Saturday, February 25, 2006

Anti-loft text


Wheelhouse anti-loft as seen in the book "Unboxed: Engagements in social space"

On the street, there was a red metal bike pump on the wall beside a freight elevator door. Visitors would pump it and air would sound a little cedar organ pipe that I had made. It was a pleasant sound... not at all like a doorbell. I would walk out on the roof and look over the edge of the three-story building to see who was there. A cantilevering steel fire escape was the main access.
The wheelhouse had a view of lower Montreal, from the "big O", the Olympic stadium, all of downtown and around to the mountain. There was lots of snow that year. The wheelhouse looked like a cabin in the woods with the backdrop of downtown Montreal. The door faced the downtown side and an opposing window faced east. The main living space was nearly half full of equipment for a still-functioning freight elevator. Solenoid magnetic switches that started the elevator with a loud high voltage clap were more loud and surprising then the motor.

§ REQUIREMENTS
Could you transcribe everything in the wheelhouse text above from "On the street, there" down to "the main access."?

§ AVAILABLE DATA
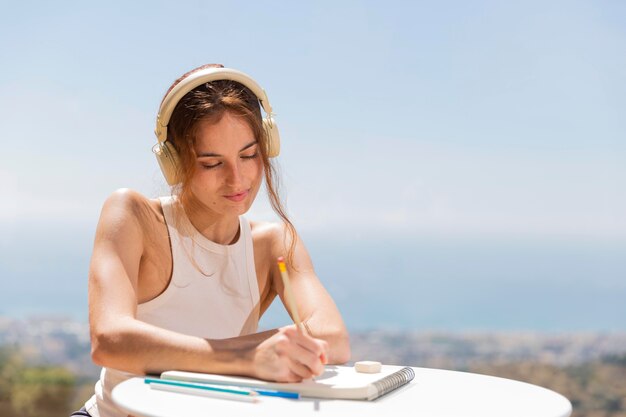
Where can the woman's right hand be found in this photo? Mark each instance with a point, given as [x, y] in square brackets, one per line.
[289, 355]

§ TASK OUTPUT
On the street, there was a red metal bike pump on the wall beside a freight elevator door. Visitors would pump it and air would sound a little cedar organ pipe that I had made. It was a pleasant sound... not at all like a doorbell. I would walk out on the roof and look over the edge of the three-story building to see who was there. A cantilevering steel fire escape was the main access.